**DATASET ROWS:**
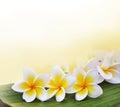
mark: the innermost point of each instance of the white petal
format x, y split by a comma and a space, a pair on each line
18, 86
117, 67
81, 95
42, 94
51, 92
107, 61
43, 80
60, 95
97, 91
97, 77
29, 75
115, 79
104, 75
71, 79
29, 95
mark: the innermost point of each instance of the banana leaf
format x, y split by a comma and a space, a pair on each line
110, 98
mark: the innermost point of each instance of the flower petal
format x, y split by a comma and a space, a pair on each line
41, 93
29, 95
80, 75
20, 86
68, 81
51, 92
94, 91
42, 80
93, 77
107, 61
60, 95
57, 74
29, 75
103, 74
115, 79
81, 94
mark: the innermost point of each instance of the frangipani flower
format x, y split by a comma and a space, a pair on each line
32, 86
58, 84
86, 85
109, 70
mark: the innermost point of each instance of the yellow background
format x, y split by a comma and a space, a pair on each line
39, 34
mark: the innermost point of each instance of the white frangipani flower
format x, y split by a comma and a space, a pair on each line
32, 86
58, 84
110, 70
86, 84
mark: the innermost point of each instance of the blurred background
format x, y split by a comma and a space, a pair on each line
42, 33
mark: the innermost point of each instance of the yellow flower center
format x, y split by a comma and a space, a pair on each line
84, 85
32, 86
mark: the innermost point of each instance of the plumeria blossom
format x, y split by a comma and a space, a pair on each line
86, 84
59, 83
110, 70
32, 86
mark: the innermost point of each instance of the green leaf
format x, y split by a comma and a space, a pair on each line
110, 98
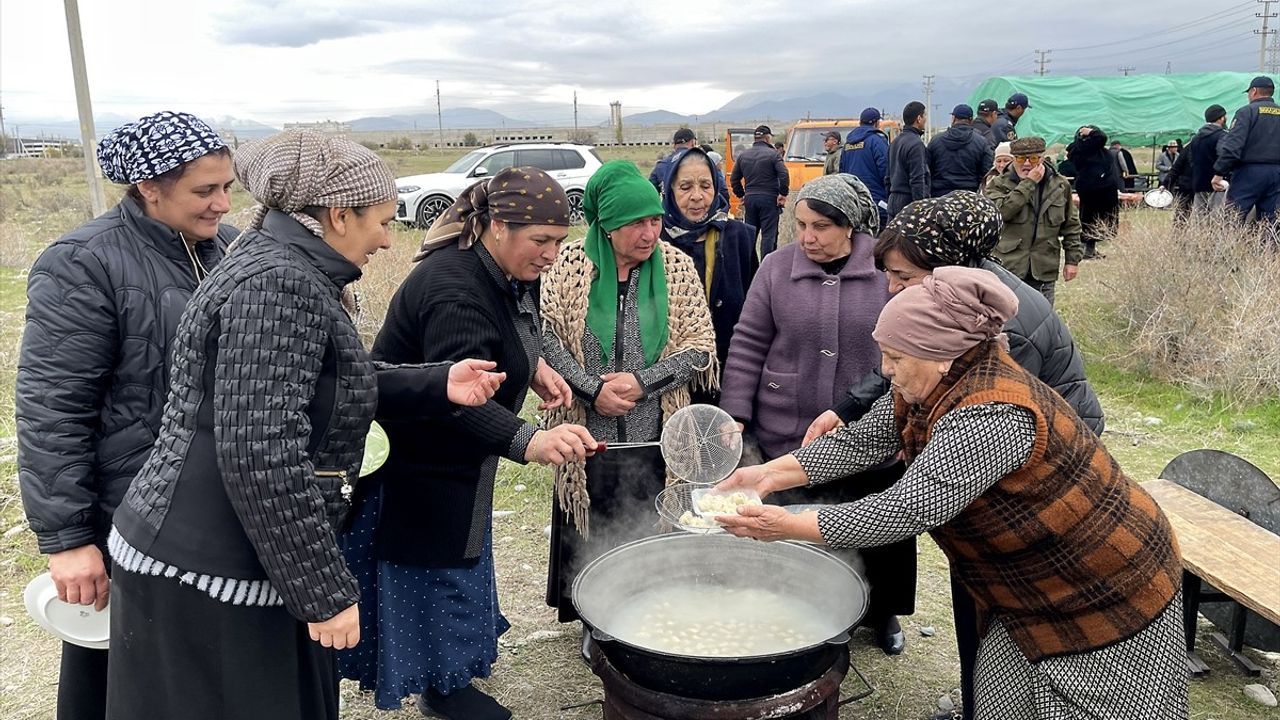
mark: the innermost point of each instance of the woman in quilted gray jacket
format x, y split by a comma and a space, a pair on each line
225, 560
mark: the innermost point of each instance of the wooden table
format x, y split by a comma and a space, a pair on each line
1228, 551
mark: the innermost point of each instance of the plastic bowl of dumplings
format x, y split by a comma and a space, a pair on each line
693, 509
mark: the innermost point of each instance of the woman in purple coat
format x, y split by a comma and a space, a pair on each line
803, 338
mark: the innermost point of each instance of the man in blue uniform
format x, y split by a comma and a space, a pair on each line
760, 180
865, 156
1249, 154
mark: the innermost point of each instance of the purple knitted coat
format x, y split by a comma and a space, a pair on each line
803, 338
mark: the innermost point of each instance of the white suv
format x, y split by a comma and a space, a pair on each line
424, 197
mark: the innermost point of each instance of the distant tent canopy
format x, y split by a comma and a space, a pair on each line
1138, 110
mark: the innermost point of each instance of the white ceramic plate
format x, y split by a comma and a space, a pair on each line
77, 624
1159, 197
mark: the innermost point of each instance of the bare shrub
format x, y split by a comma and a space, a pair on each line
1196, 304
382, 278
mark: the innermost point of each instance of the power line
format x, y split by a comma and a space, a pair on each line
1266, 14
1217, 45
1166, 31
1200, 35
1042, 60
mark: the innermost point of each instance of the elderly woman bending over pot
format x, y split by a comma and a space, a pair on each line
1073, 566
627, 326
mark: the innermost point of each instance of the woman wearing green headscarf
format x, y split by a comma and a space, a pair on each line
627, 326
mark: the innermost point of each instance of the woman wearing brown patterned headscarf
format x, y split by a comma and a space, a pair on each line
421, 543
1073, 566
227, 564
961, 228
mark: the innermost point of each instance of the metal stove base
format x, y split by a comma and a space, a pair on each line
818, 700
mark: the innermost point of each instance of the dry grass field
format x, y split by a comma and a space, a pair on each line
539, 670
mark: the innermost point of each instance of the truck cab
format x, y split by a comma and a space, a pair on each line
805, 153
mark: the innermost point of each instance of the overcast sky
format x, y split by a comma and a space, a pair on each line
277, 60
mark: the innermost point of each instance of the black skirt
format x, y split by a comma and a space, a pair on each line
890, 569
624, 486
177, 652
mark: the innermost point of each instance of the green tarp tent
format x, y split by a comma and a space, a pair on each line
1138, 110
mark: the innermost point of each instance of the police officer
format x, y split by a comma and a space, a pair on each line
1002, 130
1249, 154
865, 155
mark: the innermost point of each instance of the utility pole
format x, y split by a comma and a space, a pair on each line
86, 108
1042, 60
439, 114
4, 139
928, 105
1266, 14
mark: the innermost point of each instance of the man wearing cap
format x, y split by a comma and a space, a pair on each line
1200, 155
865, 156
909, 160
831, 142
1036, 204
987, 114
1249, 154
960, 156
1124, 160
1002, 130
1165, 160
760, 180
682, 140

**PROBLEM STATEMENT:**
Reproduce all of the data above verbatim, line for line, and omit the pictures from your reply.

**CORRECT ANSWER:**
mark: the innermost point of each instance of the white petal
format x, y split by a comma and a space, a pair on each line
18, 86
117, 67
81, 95
42, 94
51, 92
107, 61
43, 80
60, 95
97, 91
97, 77
29, 75
115, 79
104, 75
71, 79
29, 95
mark: the innermost point of each instance of the banana leaf
format x, y split by a comma and a space, a pair on each line
110, 98
mark: the innermost point of each instance of the flower petal
format x, y split by a comma and a space, a pair on each line
41, 93
29, 95
80, 75
20, 86
68, 81
51, 92
94, 91
42, 80
93, 77
107, 61
60, 95
57, 74
29, 75
103, 74
115, 79
81, 94
mark: the innermost point of each instance of the frangipani flower
format x, y split by a comma and a space, a pair on each line
32, 86
58, 84
86, 85
109, 70
mark: the innermost point of each instance of the yellow background
format x, y split by a comma and a space, a pair on each line
39, 34
mark: the innermost point of each instance of the white frangipani flower
format x, y split by a comma and a space, a pair on each line
32, 86
58, 84
110, 70
86, 84
mark: the innermost point of each instance of the blurred background
format x, y split by a comma and a space, a pair on each line
42, 33
mark: the innermost point of each instance of the yellow flower center
format x, y split by a comma and a space, a pair on each line
84, 85
32, 86
mark: the innermost point of each instance of the plumeria blossom
format x, y split by a comma and a space, a pair on each line
86, 84
59, 83
110, 70
32, 86
mark: the innermost point of each instance of the green leaf
format x, y split by a comma and a space, a pair on each line
110, 98
mark: the innermost point of each instance of the woman in quilted gray jacket
format x, y split by a comma and a space, a pair on each line
225, 560
mark: the innermost point of each instance of the wooden table
format x, y split by a comma and a space, a pair on each line
1228, 551
mark: the innermost point of each instance of the plastic bowl of dumplings
format x, y split by a comma and a space, a pair on each line
693, 509
mark: the innermost point of each instance of the woman in purple coat
format x, y split by a comma and a space, a pair on each line
803, 338
mark: the innermost point of each instance of the man in blue uniform
format x, y split by a comma and a space, a pair on each line
760, 180
865, 156
1249, 154
mark: the innermost point of each instance of the purple knitted coat
format x, y split by a comma and a space, a pair on each line
803, 338
mark: the innermost point of each instance of the white suv
format x, y split by a comma and a space, a pair on each line
424, 197
mark: the innermost point of each instance of the distant tent canopy
format x, y split by a comma and a space, a pair on each line
1138, 110
mark: the innermost point of each instance of the white ceramic plate
format x, y split by a comma and a space, a pair on each line
77, 624
1159, 197
mark: the innermost point of each instance of the bare shrub
format x, y split by a comma and a space, a pair on each line
1196, 304
382, 278
mark: the innermost point of each instance of the power line
format x, y split by a comma and a space, a pair on each line
1266, 14
1217, 45
1166, 31
1200, 35
1042, 60
mark: the innermost point of each instance of the elderly woman bending over pot
format x, y split by a comma and a space, a pair on each line
1073, 566
627, 326
mark: the innermost point of each instance of the woman wearing green headscarf
format x, y split by a comma and a space, a pair on each line
627, 326
mark: the innermost point of each instance of the woman wearing brown patterned headscarf
format x, y split by a comma and a space, a pair on each line
421, 543
1073, 566
227, 564
961, 228
mark: the innermost point of each instance of the metal stove base
format x, y split by a comma and a space, a pair on each line
818, 700
mark: the innermost point of each instance of the dry grass field
format x, y split by a comma and a space, a pair on each line
539, 670
mark: the innermost point of each instance of the truck cab
format x, y split by a comma and a space, a pair on each line
805, 153
mark: the innermost point of each instance of the overcast sky
format x, y split by a comma and a space, a pair on each line
277, 60
mark: the innermost point of each instance of the black skirt
format x, y split by a comma and a space, a pair on each line
890, 569
624, 486
177, 652
mark: the innermost point of each instance of the green tarp tent
format x, y split by a comma and a space, a pair on each line
1138, 110
mark: the innermost point of each instance of the police officer
format x, y split by a comma and a space, a pair on each line
1002, 130
1249, 154
865, 155
mark: the innermost point of each instance of the utility pole
format x, y split by a comma and a space, a pair on each line
86, 108
1042, 60
439, 114
4, 139
928, 105
1266, 14
mark: the innermost point of each instance of the man wearing cap
format x, y split by a comma and a space, a pair on each line
1200, 155
865, 156
909, 160
831, 142
1036, 204
987, 114
1249, 154
960, 156
1124, 160
1002, 130
1165, 160
760, 180
682, 140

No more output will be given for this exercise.